** What is expected **
Each entry below has to be written out again exactly.

** Dataset records **
==============================
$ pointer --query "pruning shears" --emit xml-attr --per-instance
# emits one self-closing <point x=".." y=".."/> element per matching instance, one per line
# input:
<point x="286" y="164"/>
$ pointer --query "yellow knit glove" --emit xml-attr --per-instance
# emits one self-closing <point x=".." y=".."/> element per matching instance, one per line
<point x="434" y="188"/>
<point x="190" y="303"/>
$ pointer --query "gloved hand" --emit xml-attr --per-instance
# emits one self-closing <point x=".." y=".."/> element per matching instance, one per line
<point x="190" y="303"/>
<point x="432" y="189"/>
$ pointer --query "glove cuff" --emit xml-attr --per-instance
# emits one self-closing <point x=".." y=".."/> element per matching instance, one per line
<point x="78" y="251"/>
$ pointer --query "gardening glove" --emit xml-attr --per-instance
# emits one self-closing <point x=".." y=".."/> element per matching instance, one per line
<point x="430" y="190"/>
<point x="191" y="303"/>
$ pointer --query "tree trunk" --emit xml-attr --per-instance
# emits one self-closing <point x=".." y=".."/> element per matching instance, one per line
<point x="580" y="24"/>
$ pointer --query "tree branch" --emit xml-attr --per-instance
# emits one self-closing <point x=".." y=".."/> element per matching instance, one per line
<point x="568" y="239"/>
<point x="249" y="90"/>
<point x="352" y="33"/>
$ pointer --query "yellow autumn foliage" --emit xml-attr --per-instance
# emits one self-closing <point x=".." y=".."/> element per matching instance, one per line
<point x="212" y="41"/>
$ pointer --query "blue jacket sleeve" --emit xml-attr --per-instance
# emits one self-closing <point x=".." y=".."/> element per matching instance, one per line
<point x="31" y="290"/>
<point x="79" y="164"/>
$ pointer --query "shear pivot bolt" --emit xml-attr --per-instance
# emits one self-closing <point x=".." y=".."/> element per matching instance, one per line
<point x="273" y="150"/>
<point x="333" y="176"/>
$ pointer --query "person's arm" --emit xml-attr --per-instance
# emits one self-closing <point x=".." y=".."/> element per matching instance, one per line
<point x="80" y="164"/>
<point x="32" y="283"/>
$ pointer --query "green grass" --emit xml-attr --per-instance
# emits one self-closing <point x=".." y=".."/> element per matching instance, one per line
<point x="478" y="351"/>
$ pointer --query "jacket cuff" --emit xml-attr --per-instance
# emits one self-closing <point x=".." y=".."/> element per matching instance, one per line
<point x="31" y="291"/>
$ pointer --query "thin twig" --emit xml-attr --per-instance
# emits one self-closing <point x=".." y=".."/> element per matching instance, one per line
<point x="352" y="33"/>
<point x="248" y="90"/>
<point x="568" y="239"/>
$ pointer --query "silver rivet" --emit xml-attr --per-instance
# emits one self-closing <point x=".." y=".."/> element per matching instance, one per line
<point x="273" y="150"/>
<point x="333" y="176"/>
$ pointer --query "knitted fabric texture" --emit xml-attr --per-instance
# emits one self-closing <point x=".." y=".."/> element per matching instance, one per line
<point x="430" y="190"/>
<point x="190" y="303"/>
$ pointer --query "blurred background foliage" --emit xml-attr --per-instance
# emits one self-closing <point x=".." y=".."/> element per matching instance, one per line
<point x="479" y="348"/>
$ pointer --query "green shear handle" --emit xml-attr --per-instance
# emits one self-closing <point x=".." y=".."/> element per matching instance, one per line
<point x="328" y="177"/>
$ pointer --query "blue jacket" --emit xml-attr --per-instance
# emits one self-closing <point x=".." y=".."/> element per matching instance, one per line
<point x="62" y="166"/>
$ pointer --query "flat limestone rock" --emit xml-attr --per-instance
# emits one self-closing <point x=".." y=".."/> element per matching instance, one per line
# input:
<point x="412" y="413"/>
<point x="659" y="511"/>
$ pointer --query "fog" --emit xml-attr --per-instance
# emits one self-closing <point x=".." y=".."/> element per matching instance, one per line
==============================
** Result of the task **
$ pointer --query "pruning shears" --emit xml-attr --per-instance
# emits one self-closing <point x=".." y=".."/> element per matching instance, one per line
# input:
<point x="286" y="164"/>
$ pointer --query "yellow knit glove" --emit xml-attr --per-instance
# emits one self-closing <point x=".." y=".."/> element per matching instance, one per line
<point x="434" y="188"/>
<point x="190" y="303"/>
$ pointer --query "gloved hand" --emit xml-attr --per-instance
# emits one self-closing <point x=".." y=".."/> element per matching instance, one per line
<point x="190" y="303"/>
<point x="432" y="189"/>
$ pointer --query "glove cuff" --emit xml-attr --per-instance
# emits one self-closing <point x=".." y=".."/> element per matching instance, one per line
<point x="78" y="251"/>
$ pointer --query "gardening glove" --emit xml-attr --per-instance
# emits one self-closing <point x=".." y=".."/> element per matching instance, one per line
<point x="430" y="190"/>
<point x="191" y="303"/>
$ pointer --query "tree trunk" --emit xml-attr --per-instance
# emits one self-closing <point x=".." y=".."/> element per matching instance, one per line
<point x="580" y="24"/>
$ pointer --query "tree branch" --emit xml-attr --per-instance
# emits one self-closing <point x=".." y=".."/> element per matching instance, one per line
<point x="568" y="239"/>
<point x="249" y="90"/>
<point x="352" y="33"/>
$ pointer --query "yellow autumn foliage" --emit xml-attr --per-instance
# emits one self-closing <point x=".." y=".."/> element per matching instance, one per line
<point x="212" y="41"/>
$ pointer --query "blue jacket sleeve" --emit xml-attr --per-instance
# emits one self-closing <point x=".." y=".."/> element per matching instance, one per line
<point x="31" y="290"/>
<point x="79" y="164"/>
$ pointer --query "shear pivot bolt" --emit xml-attr --per-instance
# emits one self-closing <point x=".." y=".."/> element per matching instance, one per line
<point x="273" y="150"/>
<point x="333" y="176"/>
$ pointer --query "person's arm" --emit xml-attr --per-instance
# emits one self-closing <point x=".." y=".."/> element per matching instance, one per line
<point x="80" y="164"/>
<point x="32" y="283"/>
$ pointer --query "green grass" --emit xml-attr --per-instance
# emits one self-closing <point x=".." y=".."/> element per matching instance, one per line
<point x="478" y="351"/>
$ pointer --query "jacket cuff" --emit xml-attr --per-instance
# emits one self-closing <point x=".." y=".."/> element per matching instance, one per line
<point x="31" y="291"/>
$ pointer --query "thin twig" --emit xml-attr --per-instance
# emits one self-closing <point x=".." y=".."/> element per matching instance, one per line
<point x="352" y="33"/>
<point x="248" y="90"/>
<point x="568" y="239"/>
$ pointer --query "silver rivet" --emit xml-attr --per-instance
# emits one self-closing <point x=".." y=".."/> element per matching instance, one per line
<point x="273" y="150"/>
<point x="333" y="176"/>
$ pointer --query "knitted fabric texture" --emit xml-attr --per-instance
# emits one self-closing <point x=".." y=".."/> element per matching instance, one per line
<point x="430" y="190"/>
<point x="190" y="303"/>
$ pointer --query "blurred background foliage" --emit xml-attr --per-instance
# emits one self-closing <point x=".." y=".."/> element per matching instance, one per line
<point x="479" y="348"/>
$ pointer --query "green shear handle" --emit xml-attr --per-instance
# emits one self-closing <point x=".." y=".."/> element per matching instance, one per line
<point x="328" y="177"/>
$ pointer --query "blue jacket" --emit xml-attr --per-instance
# emits one self-closing <point x=".." y=".."/> element per matching instance, one per line
<point x="62" y="166"/>
$ pointer --query "flat limestone rock" --emit xml-attr --per-instance
# emits one self-closing <point x=".." y=".."/> element per matching instance, one per line
# input:
<point x="412" y="413"/>
<point x="659" y="511"/>
$ pointer --query "fog" --emit xml-attr --per-instance
# emits one self-closing <point x=".." y=".."/> element per matching instance, one per line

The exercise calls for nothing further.